> [INSTRUCTIONS TO FOLLOW]: Give the entries again, word for word.

> [DATA PROVIDED]:
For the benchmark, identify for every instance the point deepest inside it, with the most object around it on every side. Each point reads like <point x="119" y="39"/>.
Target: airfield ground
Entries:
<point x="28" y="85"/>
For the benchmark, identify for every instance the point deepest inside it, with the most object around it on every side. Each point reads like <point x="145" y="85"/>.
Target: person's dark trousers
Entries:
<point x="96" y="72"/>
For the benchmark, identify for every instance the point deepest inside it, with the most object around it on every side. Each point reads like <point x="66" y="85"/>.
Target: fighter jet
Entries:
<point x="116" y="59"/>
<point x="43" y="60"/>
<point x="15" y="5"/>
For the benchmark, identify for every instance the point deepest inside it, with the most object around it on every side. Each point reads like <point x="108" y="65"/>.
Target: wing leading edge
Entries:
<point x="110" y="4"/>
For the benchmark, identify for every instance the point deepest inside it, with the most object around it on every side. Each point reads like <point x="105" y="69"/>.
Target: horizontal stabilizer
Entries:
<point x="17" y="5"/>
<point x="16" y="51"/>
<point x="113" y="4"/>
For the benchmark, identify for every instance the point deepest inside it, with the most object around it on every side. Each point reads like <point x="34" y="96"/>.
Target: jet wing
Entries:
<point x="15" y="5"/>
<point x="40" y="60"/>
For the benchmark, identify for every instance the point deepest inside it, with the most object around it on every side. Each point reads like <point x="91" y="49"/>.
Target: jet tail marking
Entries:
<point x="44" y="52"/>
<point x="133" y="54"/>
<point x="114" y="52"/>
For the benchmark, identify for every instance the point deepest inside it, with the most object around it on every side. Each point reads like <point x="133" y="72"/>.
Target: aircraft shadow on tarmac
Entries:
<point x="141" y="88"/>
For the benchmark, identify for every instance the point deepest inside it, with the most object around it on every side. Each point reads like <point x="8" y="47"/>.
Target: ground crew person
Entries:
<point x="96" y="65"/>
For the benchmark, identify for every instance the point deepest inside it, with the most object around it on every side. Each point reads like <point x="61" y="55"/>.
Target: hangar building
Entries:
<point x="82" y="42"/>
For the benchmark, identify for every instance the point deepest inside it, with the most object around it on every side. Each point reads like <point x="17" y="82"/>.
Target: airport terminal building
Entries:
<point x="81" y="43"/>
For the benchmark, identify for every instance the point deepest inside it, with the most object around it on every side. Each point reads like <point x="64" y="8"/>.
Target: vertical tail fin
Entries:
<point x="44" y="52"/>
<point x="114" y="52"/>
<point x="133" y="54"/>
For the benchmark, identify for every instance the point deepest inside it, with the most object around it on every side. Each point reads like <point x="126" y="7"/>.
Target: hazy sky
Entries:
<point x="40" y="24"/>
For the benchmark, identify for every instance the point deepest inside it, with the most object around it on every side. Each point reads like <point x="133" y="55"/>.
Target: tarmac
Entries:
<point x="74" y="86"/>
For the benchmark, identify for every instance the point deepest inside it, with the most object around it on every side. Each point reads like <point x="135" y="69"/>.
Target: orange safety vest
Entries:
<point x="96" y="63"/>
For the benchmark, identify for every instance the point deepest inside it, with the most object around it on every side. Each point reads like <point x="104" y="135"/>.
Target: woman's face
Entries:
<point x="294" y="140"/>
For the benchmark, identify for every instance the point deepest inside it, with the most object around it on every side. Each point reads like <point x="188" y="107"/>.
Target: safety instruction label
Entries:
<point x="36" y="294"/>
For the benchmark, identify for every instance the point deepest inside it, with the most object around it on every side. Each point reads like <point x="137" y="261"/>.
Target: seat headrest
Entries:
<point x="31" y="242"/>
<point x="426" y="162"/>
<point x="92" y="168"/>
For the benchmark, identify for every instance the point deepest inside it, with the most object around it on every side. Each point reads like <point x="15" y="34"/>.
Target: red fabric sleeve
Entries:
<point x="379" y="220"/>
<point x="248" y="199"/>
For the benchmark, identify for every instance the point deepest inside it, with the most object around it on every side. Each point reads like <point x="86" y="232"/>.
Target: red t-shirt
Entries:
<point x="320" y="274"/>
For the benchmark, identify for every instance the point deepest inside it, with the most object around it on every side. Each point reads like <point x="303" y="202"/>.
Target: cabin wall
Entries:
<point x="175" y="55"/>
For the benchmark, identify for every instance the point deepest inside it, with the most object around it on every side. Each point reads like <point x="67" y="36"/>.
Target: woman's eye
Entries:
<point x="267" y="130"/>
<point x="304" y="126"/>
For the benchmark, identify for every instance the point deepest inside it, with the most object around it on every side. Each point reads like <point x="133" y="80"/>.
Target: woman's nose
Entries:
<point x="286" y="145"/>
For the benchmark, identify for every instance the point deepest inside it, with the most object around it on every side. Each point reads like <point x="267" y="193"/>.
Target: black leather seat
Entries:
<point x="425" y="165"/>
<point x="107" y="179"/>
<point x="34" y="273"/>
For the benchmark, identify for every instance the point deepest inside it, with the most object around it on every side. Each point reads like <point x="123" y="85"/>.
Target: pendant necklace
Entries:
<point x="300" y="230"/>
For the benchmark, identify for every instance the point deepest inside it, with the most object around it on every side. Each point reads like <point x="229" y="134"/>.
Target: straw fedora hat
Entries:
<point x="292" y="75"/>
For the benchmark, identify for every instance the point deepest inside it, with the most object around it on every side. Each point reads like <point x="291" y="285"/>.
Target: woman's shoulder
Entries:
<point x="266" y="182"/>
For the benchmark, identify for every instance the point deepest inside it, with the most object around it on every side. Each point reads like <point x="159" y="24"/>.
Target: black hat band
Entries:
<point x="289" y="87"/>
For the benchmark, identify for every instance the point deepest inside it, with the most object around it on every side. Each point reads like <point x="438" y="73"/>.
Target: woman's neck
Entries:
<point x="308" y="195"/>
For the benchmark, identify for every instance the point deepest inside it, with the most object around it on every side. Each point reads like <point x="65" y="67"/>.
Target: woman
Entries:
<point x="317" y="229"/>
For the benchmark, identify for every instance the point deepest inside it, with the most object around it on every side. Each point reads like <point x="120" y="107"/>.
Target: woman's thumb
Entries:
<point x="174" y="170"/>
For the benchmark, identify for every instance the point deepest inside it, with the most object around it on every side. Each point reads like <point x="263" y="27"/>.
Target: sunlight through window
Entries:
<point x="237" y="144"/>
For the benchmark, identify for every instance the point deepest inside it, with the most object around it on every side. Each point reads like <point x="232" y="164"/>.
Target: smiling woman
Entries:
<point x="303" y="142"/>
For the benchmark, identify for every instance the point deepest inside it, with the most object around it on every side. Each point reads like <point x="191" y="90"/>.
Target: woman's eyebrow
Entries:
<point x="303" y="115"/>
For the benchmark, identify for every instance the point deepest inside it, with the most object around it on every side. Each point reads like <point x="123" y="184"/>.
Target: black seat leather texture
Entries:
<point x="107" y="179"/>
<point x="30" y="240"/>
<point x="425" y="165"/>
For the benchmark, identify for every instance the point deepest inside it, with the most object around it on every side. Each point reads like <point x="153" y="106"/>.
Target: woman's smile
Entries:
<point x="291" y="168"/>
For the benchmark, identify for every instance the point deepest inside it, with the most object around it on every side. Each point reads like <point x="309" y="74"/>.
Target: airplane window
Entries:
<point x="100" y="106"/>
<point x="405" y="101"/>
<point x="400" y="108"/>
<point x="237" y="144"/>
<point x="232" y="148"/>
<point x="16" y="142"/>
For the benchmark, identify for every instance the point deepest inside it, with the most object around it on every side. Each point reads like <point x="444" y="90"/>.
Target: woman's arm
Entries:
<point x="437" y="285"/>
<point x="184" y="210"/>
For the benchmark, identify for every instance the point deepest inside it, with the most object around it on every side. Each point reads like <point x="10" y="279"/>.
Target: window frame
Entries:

> [COMPLETE RESPONSE]:
For the benchmark, identify for every instance the point deepest inside it, with the most object around it on every side. Each point reads like <point x="119" y="39"/>.
Target: airfield ground
Entries:
<point x="28" y="85"/>
For the benchmark, identify for every instance the point deepest inside it, with the most object around it on every side. Each point reads like <point x="145" y="85"/>.
Target: person's dark trousers
Entries:
<point x="96" y="72"/>
For the benchmark, identify for every instance the point deepest inside it, with the most object around it on every side. Each point reads like <point x="66" y="85"/>.
Target: fighter jet
Entries:
<point x="116" y="59"/>
<point x="43" y="60"/>
<point x="15" y="5"/>
For the benchmark, identify for every instance the point deepest inside it, with the most object around it on every side. Each point reads like <point x="108" y="65"/>.
Target: wing leading edge
Entries:
<point x="110" y="4"/>
For the benchmark, identify for every instance the point deepest inside it, with the most object around it on every side. Each point reads like <point x="105" y="69"/>.
Target: horizontal stabilizer
Entries:
<point x="17" y="5"/>
<point x="16" y="51"/>
<point x="113" y="4"/>
For the benchmark, identify for every instance the point deepest inside it, with the most object around it on every side. Each point reads like <point x="34" y="96"/>.
Target: jet wing
Entries:
<point x="15" y="5"/>
<point x="40" y="60"/>
For the benchmark, identify for every instance the point deepest inside it, with the most object around it on every side. Each point reads like <point x="91" y="49"/>.
Target: jet tail marking
Entries:
<point x="44" y="52"/>
<point x="133" y="54"/>
<point x="114" y="52"/>
For the benchmark, identify for every instance the point deepest inside it, with the most object around it on every side. Each point reads like <point x="133" y="72"/>.
Target: aircraft shadow on tarmac
Entries:
<point x="141" y="88"/>
For the benchmark, identify for every instance the point deepest inside it, with the most object around it on every side. Each point reads like <point x="8" y="47"/>.
Target: ground crew person
Entries:
<point x="96" y="65"/>
For the benchmark, identify for every instance the point deepest inside it, with the most object around it on every side. Each point reads like <point x="61" y="55"/>.
Target: hangar building
Entries:
<point x="82" y="42"/>
For the benchmark, identify for every instance the point deepest inside it, with the most object around it on every side. Each point reads like <point x="17" y="82"/>.
Target: airport terminal building
Entries:
<point x="81" y="43"/>
For the benchmark, identify for every instance the point deepest inside it, with the most object around it on every side. Each point reads like <point x="64" y="8"/>.
Target: vertical tail fin
Entries:
<point x="44" y="52"/>
<point x="114" y="52"/>
<point x="133" y="54"/>
For the benchmark, identify for every instance the point deepest inside it, with the most object around it on every side. Each point reads like <point x="126" y="7"/>.
Target: hazy sky
Entries:
<point x="40" y="24"/>
For the benchmark, identify for every instance the point deepest inside it, with the most object around it on every side. Each point reads like <point x="133" y="55"/>.
Target: tarmac
Entries:
<point x="74" y="86"/>
For the benchmark, identify for every instance the point deepest inside it, with the most object around it on every side. Each point reads like <point x="135" y="69"/>.
Target: orange safety vest
Entries:
<point x="96" y="63"/>
For the benchmark, identify for every instance the point deepest inside it, with the most object around it on every side. Each point reads like <point x="104" y="135"/>.
Target: woman's face
Entries:
<point x="294" y="140"/>
For the benchmark, identify for every instance the point deepest inside it, with the most object around it on every side. Each point reads like <point x="188" y="107"/>.
Target: safety instruction label
Entries:
<point x="36" y="294"/>
For the benchmark, identify for every instance the point deepest inside it, with the most object around it on every side. Each point reads like <point x="137" y="261"/>.
Target: seat headrest
Entries:
<point x="31" y="242"/>
<point x="426" y="162"/>
<point x="92" y="168"/>
For the benchmark, identify for every instance the point deepest inside it, with the most object around it on every side. Each point reads like <point x="15" y="34"/>.
Target: red fabric sleeve
Entries:
<point x="379" y="220"/>
<point x="248" y="199"/>
For the benchmark, identify for every instance the point deepest inside it, with the most object around it on every side. Each point reads like <point x="86" y="232"/>.
Target: red t-shirt
Entries:
<point x="320" y="274"/>
For the benchmark, identify for every instance the point deepest inside it, with the most object around it on every side. Each point reads like <point x="303" y="202"/>.
Target: cabin wall
Entries:
<point x="175" y="55"/>
For the benchmark, identify for every instance the point deepest inside it, with the most object around it on every side. Each point reads like <point x="67" y="36"/>.
Target: woman's eye
Entries:
<point x="267" y="130"/>
<point x="304" y="126"/>
For the benchmark, identify for every instance the point deepest inside it, with the most object around it on every side. Each point reads like <point x="133" y="80"/>.
Target: woman's nose
Entries:
<point x="286" y="145"/>
For the benchmark, identify for every instance the point deepest inside it, with the most object around it on every side. Each point reads like <point x="267" y="193"/>.
Target: black leather seat
Entries:
<point x="425" y="165"/>
<point x="107" y="179"/>
<point x="34" y="273"/>
For the benchmark, identify for every instance the point deepest inside it, with the most object around it on every side. Each point reads like <point x="123" y="85"/>.
Target: pendant necklace
Entries:
<point x="300" y="230"/>
For the benchmark, identify for every instance the point deepest inside it, with the most object around it on every side. Each point reads like <point x="229" y="134"/>.
Target: straw fedora hat
Entries:
<point x="292" y="75"/>
For the benchmark, identify for every instance the point deepest inside it, with the most object around it on every side. Each point reads like <point x="291" y="285"/>.
Target: woman's shoulder
Entries:
<point x="266" y="182"/>
For the benchmark, identify for every instance the point deepest inside it, with the most object around it on every side. Each point reads like <point x="159" y="24"/>.
Target: black hat band
Entries:
<point x="289" y="87"/>
For the benchmark, identify for every instance the point deepest inside it, with the most object around it on every side. Each point reads like <point x="438" y="73"/>.
Target: woman's neck
Entries:
<point x="308" y="195"/>
For the benchmark, identify for every instance the point deepest inside it, with the most object around it on every side. Each point reads like <point x="65" y="67"/>.
Target: woman
Entries:
<point x="317" y="229"/>
For the benchmark, identify for every instance the point deepest inside it, with the most object around it on every side. Each point reads like <point x="120" y="107"/>.
Target: woman's thumb
Entries:
<point x="174" y="170"/>
For the benchmark, identify for every instance the point deepest inside it, with the most object around it on every side. Each point reads like <point x="263" y="27"/>.
Target: sunlight through window
Entries:
<point x="237" y="144"/>
For the benchmark, identify for every instance the point deepest inside it, with the most object around it on every side. Each point reads like <point x="232" y="164"/>.
Target: smiling woman
Entries:
<point x="303" y="142"/>
For the benchmark, identify for every instance the point deepest inside it, with the most object around it on every side. Each point reads like <point x="191" y="90"/>.
Target: woman's eyebrow
Entries:
<point x="303" y="115"/>
For the benchmark, identify for every instance the point deepest inside it, with the most object around it on every side. Each point reads like <point x="123" y="184"/>.
Target: black seat leather texture
Entries:
<point x="107" y="179"/>
<point x="30" y="240"/>
<point x="425" y="165"/>
For the benchmark, identify for every instance the point deepest inside it, with the most object around it on every side. Each point reads like <point x="153" y="106"/>.
Target: woman's smile
Entries:
<point x="291" y="168"/>
For the benchmark, identify for every instance the point deepest inside it, with the most object around it on every side. Each point reads like <point x="309" y="74"/>.
Target: airplane window
Entries:
<point x="100" y="106"/>
<point x="405" y="101"/>
<point x="400" y="108"/>
<point x="237" y="144"/>
<point x="232" y="148"/>
<point x="16" y="142"/>
For the benchmark, identify for every instance the point deepest inside it, with the most object around it on every side. Each point reads like <point x="444" y="90"/>.
Target: woman's arm
Entries:
<point x="437" y="285"/>
<point x="184" y="210"/>
For the benchmark, identify for every instance the point deepest inside it, with the most object around it on every side. Each point reads like <point x="10" y="279"/>.
Target: window frame
Entries:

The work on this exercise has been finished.